_EXERCISE INSTRUCTIONS_
In the records that follow, the lines from the one containing "Target: headphone ear cup" to the one containing "Target: airplane wing", inclusive, are to be given again exactly.

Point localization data
^^^^
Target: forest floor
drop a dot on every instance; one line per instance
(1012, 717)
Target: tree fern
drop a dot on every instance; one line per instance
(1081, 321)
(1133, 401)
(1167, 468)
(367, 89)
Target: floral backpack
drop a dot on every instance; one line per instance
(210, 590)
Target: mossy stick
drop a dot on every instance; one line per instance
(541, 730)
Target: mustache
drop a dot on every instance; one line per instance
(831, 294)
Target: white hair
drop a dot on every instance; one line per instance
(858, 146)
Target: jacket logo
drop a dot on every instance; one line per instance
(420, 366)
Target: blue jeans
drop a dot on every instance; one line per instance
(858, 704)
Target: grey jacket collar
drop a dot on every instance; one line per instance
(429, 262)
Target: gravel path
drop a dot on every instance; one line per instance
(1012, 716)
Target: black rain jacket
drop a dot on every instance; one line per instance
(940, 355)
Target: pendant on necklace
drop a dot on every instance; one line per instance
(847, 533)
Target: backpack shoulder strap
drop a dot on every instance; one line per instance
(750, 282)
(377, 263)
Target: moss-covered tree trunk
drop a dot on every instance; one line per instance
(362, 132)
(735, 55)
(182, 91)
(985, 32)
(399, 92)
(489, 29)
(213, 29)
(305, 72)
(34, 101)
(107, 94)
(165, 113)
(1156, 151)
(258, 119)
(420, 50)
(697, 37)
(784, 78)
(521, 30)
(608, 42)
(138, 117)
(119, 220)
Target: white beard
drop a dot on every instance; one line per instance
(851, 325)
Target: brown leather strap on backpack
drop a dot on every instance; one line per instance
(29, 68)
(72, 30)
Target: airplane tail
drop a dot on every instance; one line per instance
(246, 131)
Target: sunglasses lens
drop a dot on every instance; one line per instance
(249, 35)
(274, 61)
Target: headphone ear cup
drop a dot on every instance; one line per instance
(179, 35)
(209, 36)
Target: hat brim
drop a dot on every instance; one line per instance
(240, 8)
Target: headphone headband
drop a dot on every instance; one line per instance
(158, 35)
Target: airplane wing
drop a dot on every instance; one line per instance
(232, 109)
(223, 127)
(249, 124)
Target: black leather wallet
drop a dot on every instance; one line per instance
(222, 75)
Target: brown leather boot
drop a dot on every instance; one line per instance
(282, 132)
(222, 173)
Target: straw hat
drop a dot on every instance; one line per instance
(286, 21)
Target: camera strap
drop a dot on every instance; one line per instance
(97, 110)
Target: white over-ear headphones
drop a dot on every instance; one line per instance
^^^^
_EXERCISE ANSWER_
Target: headphone ear cup
drop a dot on every instance; one line per instance
(179, 35)
(209, 36)
Target: hat brim
drop a dot on every instance; one line per instance
(240, 8)
Target: headphone headband
drop a dot on every instance; one line per instance
(158, 35)
Target: airplane wing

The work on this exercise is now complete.